On n'a pas le temps!
Ou de la gestion du temps à D&D
Du temps et de ses conséquences
Passage du temps
La gestion du temps est un élément important qui est malheureusement assez mal traité dans les règles et reste très abstrait. Suivre très précisément le passage du temps peut s’avérer très fastidieux, or certains effets, notamment des sorts, s’expriment en durée, et, dans les scénarios, il est souvent demandé de faire un jet toutes les X minutes sur des tables de rencontre.
Mais le principal problème est que les personnages peuvent prendre leur temps, ce qui mène à des utilisations parfois abusives des repos notamment, pour recharger des capacités. Ainsi, les personnages peuvent explorer une heure, se reposer une heure, explorer une heure, se reposer une heure… Rien ne l’empêche dans les règles et qui pourrait blâmer les joueurs d’agir de la sorte ? Or, dans le monde réel, ce fonctionnement est particulièrement irréaliste. Pourquoi ? Car nous avons tous des contraintes de temps qui font justement qu’on ne peut pas prendre le temps de se reposer toutes les cinq minutes pour « se recharger ».
Bien entendu des parades existent, comme jeter des monstres errants lors des repos des joueurs, mais cette solution peut apparaître comme punitive, « on n’a pas le droit de se reposer ? ». L’idée des règles ci-dessous est donc de modéliser le passage du temps pour que cette information soit visuelle, et plus uniquement abstraite, « cela fait à peu près une heure… », et que le temps qui passe ait des conséquences.

[Entrées de données enregistrées]
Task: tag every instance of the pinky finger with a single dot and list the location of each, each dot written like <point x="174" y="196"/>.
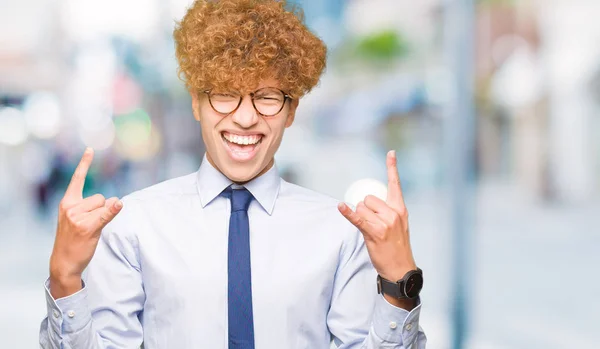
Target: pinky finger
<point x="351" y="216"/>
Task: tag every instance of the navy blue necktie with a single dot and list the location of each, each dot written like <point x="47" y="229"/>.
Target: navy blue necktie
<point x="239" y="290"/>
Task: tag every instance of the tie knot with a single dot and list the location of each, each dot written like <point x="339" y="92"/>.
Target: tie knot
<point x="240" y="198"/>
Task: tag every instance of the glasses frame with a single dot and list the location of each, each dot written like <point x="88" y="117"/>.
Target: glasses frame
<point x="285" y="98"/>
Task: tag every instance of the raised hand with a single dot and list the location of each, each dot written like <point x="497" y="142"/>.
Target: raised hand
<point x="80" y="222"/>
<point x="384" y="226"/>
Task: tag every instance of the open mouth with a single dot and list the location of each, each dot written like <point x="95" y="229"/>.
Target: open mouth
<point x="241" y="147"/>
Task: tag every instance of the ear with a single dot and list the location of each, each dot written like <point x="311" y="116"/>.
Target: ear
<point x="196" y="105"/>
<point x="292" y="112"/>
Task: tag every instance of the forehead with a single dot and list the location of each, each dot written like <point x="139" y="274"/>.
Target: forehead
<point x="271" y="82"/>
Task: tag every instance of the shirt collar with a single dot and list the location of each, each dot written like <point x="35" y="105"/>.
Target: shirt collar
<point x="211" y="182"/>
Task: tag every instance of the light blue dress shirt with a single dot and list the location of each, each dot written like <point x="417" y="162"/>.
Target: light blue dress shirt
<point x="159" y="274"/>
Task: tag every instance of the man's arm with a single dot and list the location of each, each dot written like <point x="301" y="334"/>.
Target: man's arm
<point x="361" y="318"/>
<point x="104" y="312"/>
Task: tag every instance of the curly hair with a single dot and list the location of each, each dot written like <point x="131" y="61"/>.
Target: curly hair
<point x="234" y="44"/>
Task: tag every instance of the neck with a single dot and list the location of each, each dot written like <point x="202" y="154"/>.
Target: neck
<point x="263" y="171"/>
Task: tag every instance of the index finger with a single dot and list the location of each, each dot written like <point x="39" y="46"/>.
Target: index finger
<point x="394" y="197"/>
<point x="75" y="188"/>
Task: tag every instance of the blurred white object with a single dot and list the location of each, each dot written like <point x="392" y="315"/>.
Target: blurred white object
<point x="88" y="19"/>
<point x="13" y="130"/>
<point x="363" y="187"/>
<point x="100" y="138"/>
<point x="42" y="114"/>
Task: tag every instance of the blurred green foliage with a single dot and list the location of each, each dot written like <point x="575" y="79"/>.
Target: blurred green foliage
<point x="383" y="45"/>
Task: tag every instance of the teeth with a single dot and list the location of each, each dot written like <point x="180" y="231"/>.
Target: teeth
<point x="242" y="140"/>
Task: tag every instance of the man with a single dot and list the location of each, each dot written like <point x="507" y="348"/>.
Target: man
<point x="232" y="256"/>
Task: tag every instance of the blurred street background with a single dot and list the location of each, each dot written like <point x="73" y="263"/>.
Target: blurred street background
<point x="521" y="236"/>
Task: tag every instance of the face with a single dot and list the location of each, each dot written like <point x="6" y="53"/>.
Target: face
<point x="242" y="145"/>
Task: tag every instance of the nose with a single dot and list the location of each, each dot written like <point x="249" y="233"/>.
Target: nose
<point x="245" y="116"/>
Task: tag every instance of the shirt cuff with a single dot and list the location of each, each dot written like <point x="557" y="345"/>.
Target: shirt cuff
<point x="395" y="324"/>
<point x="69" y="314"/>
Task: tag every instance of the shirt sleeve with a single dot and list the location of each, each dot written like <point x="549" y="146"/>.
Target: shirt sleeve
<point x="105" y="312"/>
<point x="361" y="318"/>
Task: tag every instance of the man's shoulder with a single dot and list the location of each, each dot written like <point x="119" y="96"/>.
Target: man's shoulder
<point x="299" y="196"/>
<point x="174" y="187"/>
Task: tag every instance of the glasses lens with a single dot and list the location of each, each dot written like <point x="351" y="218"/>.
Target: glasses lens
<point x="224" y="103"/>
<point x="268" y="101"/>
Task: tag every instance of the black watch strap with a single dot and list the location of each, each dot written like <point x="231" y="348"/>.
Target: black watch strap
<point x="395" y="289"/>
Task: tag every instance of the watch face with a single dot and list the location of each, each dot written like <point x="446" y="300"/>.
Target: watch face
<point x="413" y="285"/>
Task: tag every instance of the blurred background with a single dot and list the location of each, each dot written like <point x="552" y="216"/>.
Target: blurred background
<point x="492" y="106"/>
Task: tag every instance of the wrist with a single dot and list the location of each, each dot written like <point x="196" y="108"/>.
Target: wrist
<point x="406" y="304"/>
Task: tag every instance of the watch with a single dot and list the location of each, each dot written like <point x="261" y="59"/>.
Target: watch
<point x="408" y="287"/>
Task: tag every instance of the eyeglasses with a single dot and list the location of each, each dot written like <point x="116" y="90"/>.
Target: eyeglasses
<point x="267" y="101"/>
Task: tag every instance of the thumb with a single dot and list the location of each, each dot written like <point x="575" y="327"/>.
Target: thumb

• CONSIGNES:
1. Extrayez du texte sur la gestion du temps à D&D le passage qui commence par « On n'a pas le » et se poursuit jusqu'à « tables de rencontre. ».
2. Prolongez le texte sur la gestion du temps à D&D à partir de l'endroit où il s'interrompt.

• RÉPONSES:
1.
On n'a pas le temps!
Ou de la gestion du temps à D&D
Du temps et de ses conséquences
Passage du temps
La gestion du temps est un élément important qui est malheureusement assez mal traité dans les règles et reste très abstrait. Suivre très précisément le passage du temps peut s’avérer très fastidieux, or certains effets, notamment des sorts, s’expriment en durée, et, dans les scénarios, il est souvent demandé de faire un jet toutes les X minutes sur des tables de rencontre.

2.
De l’unité de temps
Nous allons dans un premier temps nous attarder sur une des composantes principales de D&D et ses dérivés, l’exploration de Donjon. Pour simplifier les règles ci-dessous, nous allons considérer que l’unité de temps de référence = 10 minutes. Pour modéliser le temps qui passe, nous allons utiliser des jetons de différentes couleurs, chaque jeton représentant donc 10 minutes.
La réserve de temps
Chaque fois que le temps passe, on ajoute un jeton à la réserve de temps qui se trouve au centre de la table. La couleur du jeton dépendra du niveau d’alerte du donjon, dont nous parlerons plus loin. Lorsque le nombre de jetons dans la réserve atteint six, il s’est passé une heure. Il se passe alors quelque chose. Pour tenir compte du passage du temps, des effets liés (sorts, capacités…) et de l’utilisation de ressources (nourriture, sources de lumière…), vous pouvez pour chaque heure passée utiliser des jetons plus gros pour les comptabiliser.
Mais que faire en dix minutes ?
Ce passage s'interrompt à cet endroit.